__PROMPT__. Copy the records from the line containing "Query: stone plinth edge" through the end of the records, substituting "stained glass window" for "rose window" and keeping everything else the same.

### INFORMATION GIVEN

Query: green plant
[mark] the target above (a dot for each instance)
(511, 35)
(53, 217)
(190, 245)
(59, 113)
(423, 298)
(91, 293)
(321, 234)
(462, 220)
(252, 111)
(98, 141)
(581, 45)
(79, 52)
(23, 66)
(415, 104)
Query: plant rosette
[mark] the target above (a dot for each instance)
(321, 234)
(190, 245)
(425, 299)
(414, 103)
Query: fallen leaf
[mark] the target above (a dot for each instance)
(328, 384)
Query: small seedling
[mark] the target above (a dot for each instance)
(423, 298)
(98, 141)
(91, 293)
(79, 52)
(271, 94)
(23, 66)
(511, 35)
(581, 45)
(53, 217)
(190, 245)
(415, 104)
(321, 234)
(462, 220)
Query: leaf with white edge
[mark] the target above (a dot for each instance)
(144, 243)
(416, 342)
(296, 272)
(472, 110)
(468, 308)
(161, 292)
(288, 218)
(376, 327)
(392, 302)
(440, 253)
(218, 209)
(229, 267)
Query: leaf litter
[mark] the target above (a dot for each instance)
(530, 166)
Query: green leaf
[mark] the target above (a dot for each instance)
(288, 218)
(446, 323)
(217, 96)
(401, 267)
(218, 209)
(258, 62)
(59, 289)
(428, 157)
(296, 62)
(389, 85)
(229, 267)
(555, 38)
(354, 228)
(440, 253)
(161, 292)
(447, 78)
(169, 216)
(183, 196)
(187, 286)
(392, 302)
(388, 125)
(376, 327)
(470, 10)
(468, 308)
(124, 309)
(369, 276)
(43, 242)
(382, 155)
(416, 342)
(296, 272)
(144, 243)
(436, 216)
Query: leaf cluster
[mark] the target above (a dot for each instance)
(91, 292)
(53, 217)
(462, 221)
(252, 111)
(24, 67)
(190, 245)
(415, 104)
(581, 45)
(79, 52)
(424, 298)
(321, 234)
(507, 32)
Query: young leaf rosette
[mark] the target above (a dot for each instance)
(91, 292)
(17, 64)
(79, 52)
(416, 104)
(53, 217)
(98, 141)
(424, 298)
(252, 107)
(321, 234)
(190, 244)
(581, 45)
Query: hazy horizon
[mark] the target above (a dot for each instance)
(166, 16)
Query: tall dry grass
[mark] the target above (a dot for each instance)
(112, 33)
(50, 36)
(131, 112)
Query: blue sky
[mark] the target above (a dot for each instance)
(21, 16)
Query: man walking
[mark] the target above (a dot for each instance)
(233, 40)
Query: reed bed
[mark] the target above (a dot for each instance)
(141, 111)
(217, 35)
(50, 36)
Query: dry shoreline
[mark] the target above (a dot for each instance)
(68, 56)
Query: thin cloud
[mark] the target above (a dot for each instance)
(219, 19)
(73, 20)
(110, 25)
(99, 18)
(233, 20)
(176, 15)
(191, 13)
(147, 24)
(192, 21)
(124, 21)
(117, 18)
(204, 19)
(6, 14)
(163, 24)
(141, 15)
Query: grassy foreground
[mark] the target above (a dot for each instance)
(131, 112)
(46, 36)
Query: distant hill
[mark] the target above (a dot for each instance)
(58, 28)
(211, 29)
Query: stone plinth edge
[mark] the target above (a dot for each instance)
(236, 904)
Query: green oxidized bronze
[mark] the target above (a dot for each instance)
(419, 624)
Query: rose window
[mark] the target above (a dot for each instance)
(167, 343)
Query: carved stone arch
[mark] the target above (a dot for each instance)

######

__EXPECTED ANSWER__.
Query: stone plinth edge
[mark] the target above (a dot for each instance)
(236, 904)
Query: green oxidized bronze
[mark] the target above (a dot for each instance)
(419, 624)
Query: stained glass window
[mark] the target above (a dot for each instance)
(167, 343)
Query: carved stone arch
[mark] the target above (a dot for each instance)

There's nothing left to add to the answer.